Problems to solve:
(A) In the TimeChat-Captioner page, what is the name of the training dataset?
(B) Transcribe the TimeChat-Captioner page from "conda create -n" to "faster video loading.".

Selection:
[start]
TimeChat-Captioner: Scripting Multi-Scene Videos with Time-Aware and Structural Audio-Visual Captions

🌟 Overview

TimeChat-Captioner is a multimodal model designed to generate detailed, time-aware, and structurally coherent captions for multi-scene videos. It effectively coordinates visual and audio information to provide comprehensive video descriptions.

🌐 Project Page: timechat-captioner.github.io (coming soon)
🏠 Model: TimeChat-Captioner (7B)
📚 Train Dataset: TimeChatCap-40K
🏆 Benchmark: OmniDCBench

🚀 Quick Start

Below, we provide simple examples to show how to use TimeChat-Captioner-GRPO-7B with 🤗 Transformers.

Installation

conda create -n timechatcap python=3.12
conda activate timechatcap
pip install torch torchvision
pip install transformers==4.57.1
pip install accelerate
pip install flash-attn --no-build-isolation
# It's highly recommended to use `[decord]` feature for faster video loading.
[end]
Excerpted data:
[start]
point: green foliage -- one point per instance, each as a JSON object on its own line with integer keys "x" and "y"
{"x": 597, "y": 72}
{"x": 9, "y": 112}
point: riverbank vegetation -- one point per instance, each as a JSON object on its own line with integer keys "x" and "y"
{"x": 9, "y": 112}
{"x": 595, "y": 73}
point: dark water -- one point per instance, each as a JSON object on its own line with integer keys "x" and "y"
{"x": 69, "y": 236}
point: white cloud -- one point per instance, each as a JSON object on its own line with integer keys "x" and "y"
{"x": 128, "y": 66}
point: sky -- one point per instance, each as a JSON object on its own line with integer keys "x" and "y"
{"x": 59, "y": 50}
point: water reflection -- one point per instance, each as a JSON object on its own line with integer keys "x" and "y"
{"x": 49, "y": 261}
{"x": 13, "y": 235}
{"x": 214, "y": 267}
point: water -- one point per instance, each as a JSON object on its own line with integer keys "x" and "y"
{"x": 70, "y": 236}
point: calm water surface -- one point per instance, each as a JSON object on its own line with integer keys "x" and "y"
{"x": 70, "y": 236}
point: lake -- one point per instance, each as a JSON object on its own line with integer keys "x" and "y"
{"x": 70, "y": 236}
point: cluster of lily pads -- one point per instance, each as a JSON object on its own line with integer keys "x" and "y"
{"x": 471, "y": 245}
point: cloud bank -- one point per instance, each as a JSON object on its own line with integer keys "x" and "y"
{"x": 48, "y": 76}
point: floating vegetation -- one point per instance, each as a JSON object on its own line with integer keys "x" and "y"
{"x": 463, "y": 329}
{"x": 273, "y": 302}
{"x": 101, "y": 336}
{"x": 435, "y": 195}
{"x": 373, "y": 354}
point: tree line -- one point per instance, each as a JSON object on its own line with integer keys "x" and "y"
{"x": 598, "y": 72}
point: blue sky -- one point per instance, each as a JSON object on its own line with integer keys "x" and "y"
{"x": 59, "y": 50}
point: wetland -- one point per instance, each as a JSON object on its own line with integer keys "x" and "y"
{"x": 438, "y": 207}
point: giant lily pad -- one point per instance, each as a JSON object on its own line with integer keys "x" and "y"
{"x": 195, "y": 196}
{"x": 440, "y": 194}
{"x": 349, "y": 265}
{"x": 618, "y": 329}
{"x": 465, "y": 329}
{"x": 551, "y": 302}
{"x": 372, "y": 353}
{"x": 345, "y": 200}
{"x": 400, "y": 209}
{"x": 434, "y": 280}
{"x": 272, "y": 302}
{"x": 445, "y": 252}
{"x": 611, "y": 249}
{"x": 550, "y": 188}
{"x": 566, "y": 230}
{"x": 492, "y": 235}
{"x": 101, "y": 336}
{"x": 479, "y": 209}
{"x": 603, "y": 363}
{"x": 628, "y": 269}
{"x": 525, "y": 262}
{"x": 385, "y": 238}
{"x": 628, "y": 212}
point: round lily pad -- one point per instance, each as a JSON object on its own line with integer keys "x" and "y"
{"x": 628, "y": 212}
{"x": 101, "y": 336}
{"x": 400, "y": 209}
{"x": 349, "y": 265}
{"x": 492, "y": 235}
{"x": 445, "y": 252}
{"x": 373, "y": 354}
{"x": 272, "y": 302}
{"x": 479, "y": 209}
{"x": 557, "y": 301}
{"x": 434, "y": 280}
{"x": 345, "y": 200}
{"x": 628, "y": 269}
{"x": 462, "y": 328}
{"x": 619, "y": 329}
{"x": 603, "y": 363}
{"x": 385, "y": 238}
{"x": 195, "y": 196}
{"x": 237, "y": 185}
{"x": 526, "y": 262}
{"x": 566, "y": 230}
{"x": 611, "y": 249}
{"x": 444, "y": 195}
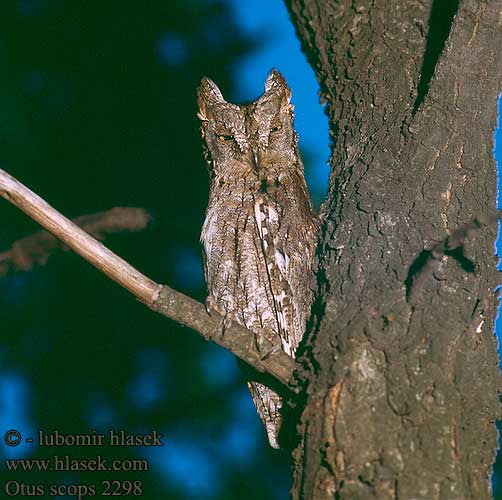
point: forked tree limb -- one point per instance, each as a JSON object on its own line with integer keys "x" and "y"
{"x": 268, "y": 358}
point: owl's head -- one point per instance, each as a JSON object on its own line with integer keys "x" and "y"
{"x": 256, "y": 135}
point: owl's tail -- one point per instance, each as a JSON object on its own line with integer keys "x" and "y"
{"x": 268, "y": 405}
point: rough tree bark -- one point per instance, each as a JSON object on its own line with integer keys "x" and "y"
{"x": 403, "y": 395}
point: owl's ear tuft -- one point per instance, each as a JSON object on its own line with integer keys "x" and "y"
{"x": 208, "y": 94}
{"x": 276, "y": 84}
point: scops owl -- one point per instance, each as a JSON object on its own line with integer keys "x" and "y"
{"x": 260, "y": 230}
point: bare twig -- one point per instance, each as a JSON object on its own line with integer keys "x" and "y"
{"x": 38, "y": 247}
{"x": 160, "y": 298}
{"x": 452, "y": 245}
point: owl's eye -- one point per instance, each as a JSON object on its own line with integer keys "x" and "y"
{"x": 226, "y": 137}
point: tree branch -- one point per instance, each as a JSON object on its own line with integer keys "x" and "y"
{"x": 269, "y": 358}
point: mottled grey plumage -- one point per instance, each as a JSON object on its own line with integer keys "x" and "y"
{"x": 260, "y": 230}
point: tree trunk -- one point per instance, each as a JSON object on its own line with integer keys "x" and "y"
{"x": 403, "y": 393}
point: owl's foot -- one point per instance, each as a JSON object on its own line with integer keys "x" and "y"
{"x": 211, "y": 308}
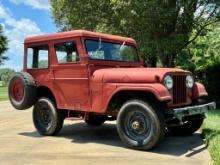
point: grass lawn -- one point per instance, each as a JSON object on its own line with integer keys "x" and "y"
{"x": 3, "y": 93}
{"x": 211, "y": 131}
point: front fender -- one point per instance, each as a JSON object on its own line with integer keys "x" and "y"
{"x": 109, "y": 90}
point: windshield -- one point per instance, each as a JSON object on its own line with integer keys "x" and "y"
{"x": 101, "y": 50}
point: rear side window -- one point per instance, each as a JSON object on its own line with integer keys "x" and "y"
{"x": 37, "y": 57}
{"x": 66, "y": 52}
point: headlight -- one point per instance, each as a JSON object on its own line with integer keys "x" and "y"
{"x": 168, "y": 82}
{"x": 189, "y": 81}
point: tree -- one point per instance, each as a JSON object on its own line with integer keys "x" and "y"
{"x": 202, "y": 53}
{"x": 3, "y": 46}
{"x": 162, "y": 28}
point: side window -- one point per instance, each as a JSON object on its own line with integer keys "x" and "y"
{"x": 37, "y": 57}
{"x": 66, "y": 52}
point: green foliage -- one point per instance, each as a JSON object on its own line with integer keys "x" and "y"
{"x": 211, "y": 131}
{"x": 162, "y": 28}
{"x": 3, "y": 46}
{"x": 202, "y": 57}
{"x": 5, "y": 75}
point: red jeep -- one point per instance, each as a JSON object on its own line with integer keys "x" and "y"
{"x": 100, "y": 77}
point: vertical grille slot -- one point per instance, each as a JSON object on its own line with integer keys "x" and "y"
{"x": 179, "y": 89}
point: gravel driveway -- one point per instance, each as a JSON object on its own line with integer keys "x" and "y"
{"x": 81, "y": 144}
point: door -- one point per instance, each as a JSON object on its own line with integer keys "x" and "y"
{"x": 71, "y": 76}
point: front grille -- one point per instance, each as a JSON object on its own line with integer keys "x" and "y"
{"x": 179, "y": 89}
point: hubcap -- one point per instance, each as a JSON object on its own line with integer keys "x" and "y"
{"x": 137, "y": 125}
{"x": 44, "y": 115}
{"x": 17, "y": 90}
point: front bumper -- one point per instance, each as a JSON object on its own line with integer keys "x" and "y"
{"x": 179, "y": 113}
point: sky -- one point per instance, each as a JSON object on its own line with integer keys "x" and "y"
{"x": 20, "y": 19}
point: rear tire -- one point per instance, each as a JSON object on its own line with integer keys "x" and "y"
{"x": 47, "y": 119}
{"x": 139, "y": 125}
{"x": 188, "y": 128}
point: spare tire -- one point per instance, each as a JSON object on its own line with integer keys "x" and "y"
{"x": 22, "y": 91}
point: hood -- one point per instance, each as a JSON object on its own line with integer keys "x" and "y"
{"x": 134, "y": 75}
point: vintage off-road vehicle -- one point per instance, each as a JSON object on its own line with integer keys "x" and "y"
{"x": 99, "y": 77}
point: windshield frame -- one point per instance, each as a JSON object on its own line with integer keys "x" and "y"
{"x": 112, "y": 42}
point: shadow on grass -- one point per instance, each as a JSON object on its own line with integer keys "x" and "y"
{"x": 107, "y": 134}
{"x": 210, "y": 134}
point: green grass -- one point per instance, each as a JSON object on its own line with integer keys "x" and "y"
{"x": 3, "y": 93}
{"x": 211, "y": 131}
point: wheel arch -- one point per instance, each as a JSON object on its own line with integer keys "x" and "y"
{"x": 43, "y": 91}
{"x": 121, "y": 96}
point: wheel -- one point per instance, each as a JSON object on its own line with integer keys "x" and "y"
{"x": 140, "y": 125}
{"x": 95, "y": 120}
{"x": 47, "y": 119}
{"x": 22, "y": 91}
{"x": 188, "y": 128}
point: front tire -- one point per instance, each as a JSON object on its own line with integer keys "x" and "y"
{"x": 47, "y": 119}
{"x": 140, "y": 125}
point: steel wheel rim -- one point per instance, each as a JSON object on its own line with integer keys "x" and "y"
{"x": 137, "y": 125}
{"x": 44, "y": 115}
{"x": 17, "y": 90}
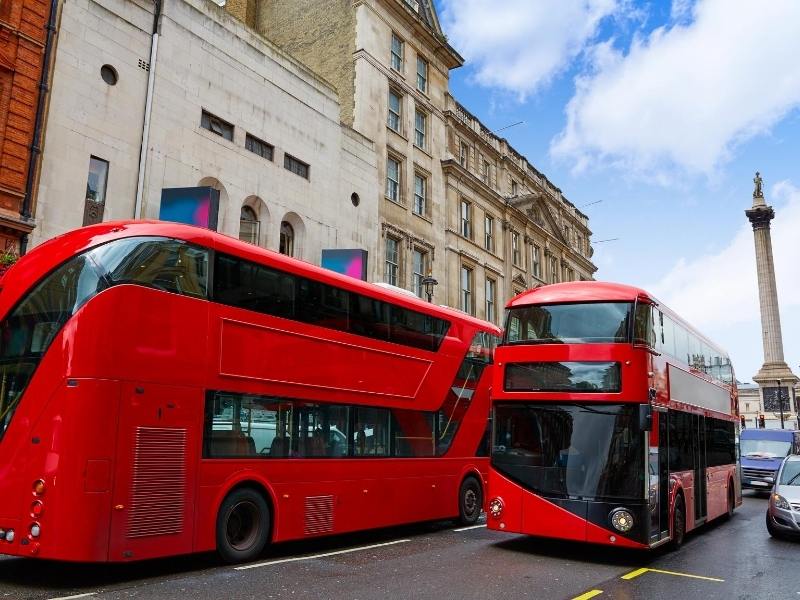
[end]
Task-by-task outputs:
(A) TimeChatCap-40K

(B)
conda create -n timechatcap python=3.12
conda activate timechatcap
pip install torch torchvision
pip install transformers==4.57.1
pip install accelerate
pip install flash-attn --no-build-isolation
# It's highly recommended to use `[decord]` feature for faster video loading.